### Goal of the exercise
Count the lines of the records below that contain the string "target", treating uppercase and lowercase as different, and give only the number.

_ _ _ _ _

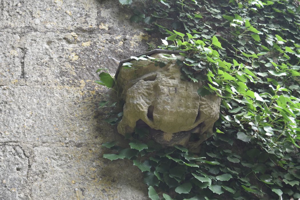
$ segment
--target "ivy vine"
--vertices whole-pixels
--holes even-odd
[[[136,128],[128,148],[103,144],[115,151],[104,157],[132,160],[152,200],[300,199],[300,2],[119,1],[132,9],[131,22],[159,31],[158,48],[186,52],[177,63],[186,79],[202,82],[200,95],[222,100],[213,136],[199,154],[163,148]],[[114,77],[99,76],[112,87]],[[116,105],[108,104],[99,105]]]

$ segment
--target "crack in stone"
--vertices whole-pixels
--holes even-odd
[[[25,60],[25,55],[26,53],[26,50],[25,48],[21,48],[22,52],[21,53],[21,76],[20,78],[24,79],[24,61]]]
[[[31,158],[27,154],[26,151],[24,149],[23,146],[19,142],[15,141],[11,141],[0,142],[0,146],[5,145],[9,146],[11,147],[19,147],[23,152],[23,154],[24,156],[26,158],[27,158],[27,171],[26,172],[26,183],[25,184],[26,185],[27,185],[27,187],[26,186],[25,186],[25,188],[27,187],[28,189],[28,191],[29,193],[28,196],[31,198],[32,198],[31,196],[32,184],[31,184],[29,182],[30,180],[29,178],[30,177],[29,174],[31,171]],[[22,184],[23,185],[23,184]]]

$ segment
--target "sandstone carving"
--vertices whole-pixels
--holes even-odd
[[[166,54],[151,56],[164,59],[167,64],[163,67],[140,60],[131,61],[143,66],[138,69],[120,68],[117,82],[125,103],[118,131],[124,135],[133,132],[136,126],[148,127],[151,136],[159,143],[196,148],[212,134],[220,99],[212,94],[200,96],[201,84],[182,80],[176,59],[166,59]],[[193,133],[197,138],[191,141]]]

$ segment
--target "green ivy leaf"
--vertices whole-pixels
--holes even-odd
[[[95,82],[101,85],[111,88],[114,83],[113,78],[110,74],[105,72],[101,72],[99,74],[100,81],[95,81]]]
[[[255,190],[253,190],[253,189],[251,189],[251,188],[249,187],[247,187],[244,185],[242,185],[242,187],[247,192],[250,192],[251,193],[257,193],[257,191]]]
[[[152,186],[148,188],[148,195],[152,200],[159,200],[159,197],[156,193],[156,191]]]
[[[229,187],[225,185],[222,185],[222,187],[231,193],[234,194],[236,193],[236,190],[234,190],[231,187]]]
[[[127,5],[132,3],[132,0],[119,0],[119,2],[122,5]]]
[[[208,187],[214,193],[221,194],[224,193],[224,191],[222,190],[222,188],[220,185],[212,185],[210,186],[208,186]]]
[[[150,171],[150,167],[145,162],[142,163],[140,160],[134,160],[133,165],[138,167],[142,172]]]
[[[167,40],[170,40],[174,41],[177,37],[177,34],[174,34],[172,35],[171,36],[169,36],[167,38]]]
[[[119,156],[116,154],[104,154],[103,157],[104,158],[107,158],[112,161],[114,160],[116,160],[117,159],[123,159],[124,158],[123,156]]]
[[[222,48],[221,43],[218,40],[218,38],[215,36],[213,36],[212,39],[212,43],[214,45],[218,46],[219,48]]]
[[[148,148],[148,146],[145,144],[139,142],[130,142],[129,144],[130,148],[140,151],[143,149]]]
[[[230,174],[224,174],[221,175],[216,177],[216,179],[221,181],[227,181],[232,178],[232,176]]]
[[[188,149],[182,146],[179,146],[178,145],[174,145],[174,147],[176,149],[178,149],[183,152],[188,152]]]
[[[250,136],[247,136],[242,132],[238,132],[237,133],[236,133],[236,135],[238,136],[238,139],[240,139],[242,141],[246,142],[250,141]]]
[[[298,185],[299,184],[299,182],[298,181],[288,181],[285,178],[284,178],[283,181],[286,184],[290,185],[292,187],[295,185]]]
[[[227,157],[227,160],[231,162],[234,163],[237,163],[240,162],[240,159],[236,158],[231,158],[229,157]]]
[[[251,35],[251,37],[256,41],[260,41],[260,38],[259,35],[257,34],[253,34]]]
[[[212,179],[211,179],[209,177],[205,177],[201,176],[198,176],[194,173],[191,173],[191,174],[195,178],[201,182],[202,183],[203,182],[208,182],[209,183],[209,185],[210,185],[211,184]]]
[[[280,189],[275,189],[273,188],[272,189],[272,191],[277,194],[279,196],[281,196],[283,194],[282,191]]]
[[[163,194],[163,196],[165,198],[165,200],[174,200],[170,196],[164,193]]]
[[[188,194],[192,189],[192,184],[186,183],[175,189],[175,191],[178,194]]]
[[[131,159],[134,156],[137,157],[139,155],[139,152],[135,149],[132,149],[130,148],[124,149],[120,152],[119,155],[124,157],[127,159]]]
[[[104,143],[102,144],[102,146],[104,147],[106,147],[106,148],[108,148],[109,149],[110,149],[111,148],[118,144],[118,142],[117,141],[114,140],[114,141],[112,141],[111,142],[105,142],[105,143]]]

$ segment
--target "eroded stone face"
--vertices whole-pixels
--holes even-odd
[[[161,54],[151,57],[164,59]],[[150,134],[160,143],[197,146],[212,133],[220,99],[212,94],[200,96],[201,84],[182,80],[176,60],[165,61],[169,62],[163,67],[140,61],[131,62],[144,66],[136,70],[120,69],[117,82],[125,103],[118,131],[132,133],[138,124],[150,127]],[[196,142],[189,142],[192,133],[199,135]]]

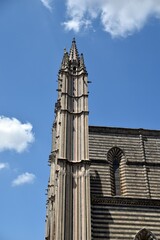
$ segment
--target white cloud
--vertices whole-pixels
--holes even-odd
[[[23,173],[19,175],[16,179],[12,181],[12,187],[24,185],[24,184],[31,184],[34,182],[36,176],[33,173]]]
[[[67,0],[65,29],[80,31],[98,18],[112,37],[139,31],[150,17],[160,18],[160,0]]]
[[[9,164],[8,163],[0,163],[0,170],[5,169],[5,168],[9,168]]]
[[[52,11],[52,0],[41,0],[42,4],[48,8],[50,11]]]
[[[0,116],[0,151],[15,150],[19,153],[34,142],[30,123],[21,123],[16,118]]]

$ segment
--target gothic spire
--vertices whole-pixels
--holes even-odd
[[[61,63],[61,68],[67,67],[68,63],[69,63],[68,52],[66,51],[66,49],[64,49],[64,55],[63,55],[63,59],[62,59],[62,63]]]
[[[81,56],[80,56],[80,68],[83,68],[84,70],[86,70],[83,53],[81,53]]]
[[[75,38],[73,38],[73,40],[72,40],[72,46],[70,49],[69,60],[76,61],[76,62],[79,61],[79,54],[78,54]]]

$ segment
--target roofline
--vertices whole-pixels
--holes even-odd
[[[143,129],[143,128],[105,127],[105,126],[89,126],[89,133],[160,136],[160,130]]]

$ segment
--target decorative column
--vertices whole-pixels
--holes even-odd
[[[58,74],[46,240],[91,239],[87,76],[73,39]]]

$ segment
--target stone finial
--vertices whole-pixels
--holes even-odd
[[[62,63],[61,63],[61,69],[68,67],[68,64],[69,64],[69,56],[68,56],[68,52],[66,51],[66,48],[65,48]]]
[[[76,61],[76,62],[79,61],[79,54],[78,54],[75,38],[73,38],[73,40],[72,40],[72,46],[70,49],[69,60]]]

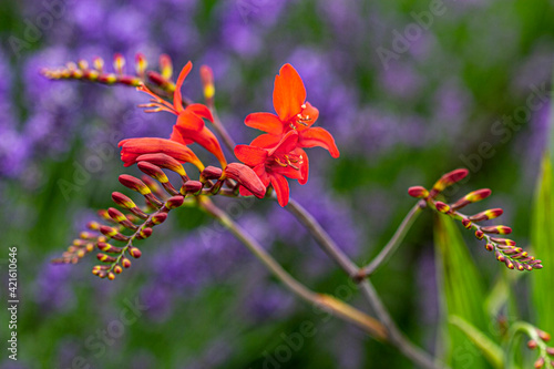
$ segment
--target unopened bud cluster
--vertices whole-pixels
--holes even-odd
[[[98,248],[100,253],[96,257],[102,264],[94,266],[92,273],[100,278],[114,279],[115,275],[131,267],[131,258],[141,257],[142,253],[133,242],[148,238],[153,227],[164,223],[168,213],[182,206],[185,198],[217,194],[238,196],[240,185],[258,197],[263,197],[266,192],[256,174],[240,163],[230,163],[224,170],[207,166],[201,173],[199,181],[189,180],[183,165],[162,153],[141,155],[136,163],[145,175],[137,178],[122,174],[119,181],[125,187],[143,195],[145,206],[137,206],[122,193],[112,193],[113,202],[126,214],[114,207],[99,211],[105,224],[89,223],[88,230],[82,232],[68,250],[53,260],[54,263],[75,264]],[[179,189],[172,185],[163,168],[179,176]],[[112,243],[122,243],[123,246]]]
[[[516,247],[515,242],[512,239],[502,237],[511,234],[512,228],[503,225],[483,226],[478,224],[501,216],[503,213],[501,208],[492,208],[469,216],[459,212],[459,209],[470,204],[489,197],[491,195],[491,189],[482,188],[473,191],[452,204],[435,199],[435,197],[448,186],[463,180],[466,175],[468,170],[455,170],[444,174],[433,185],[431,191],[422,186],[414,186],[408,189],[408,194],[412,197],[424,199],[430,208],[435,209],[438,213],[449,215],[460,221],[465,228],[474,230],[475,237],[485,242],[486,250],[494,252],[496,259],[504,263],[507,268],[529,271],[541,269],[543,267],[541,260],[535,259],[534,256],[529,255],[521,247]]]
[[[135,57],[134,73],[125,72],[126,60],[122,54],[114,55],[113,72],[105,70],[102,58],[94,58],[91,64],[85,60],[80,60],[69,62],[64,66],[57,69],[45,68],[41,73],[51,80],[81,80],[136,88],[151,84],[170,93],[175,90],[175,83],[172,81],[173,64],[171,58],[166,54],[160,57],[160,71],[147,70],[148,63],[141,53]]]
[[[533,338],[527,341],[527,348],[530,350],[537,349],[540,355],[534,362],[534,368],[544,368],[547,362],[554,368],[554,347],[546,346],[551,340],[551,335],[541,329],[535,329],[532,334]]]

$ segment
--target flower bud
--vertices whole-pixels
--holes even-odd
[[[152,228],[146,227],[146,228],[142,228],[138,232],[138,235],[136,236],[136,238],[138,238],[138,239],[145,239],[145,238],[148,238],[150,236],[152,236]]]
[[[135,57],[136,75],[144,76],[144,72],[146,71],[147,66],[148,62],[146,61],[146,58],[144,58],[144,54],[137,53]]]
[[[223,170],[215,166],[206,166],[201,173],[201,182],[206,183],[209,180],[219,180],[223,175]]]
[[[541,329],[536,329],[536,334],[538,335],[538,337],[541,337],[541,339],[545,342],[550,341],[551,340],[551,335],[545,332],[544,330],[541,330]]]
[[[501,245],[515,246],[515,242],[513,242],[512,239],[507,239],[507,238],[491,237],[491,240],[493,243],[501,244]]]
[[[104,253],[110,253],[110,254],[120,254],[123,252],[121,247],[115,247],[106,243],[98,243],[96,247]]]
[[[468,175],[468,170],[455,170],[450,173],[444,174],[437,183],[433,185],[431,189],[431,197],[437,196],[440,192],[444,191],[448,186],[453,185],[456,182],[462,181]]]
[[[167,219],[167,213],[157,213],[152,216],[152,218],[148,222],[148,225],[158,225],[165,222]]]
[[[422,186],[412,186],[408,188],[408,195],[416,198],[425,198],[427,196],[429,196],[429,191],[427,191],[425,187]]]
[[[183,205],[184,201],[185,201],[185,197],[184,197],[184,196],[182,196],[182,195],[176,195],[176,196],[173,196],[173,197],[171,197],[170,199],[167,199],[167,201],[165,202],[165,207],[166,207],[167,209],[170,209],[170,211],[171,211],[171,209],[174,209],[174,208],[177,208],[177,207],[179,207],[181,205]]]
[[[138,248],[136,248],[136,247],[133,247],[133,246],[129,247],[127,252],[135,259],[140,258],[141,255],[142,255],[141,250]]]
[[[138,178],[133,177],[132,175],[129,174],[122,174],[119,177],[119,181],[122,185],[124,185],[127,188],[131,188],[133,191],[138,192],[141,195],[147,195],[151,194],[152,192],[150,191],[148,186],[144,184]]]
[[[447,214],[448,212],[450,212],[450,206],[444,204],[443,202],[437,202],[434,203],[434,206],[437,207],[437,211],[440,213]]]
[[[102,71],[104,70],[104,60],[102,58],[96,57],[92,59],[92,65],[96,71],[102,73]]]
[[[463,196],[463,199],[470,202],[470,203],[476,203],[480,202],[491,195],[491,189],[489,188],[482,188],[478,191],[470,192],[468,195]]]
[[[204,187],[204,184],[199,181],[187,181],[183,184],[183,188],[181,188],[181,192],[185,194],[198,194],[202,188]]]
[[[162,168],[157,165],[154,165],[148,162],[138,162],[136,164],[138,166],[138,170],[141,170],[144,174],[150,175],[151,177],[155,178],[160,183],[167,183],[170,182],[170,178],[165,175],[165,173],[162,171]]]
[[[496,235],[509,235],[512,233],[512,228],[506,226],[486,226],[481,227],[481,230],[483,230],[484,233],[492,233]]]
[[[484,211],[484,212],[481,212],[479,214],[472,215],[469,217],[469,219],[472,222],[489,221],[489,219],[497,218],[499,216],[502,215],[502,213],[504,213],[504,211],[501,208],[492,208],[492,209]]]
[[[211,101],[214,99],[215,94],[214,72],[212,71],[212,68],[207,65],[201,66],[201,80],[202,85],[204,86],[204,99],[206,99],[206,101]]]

_ _ _ _ _

### Result
12